PROBLEM DESCRIPTION –
Among the entries that follow, how many lines contain the string "point"? Write the number alone.

(Natural-language object grounding data)
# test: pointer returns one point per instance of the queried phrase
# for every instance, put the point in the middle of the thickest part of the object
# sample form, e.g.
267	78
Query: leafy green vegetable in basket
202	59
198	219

ANSWER TO THIS EXERCISE –
2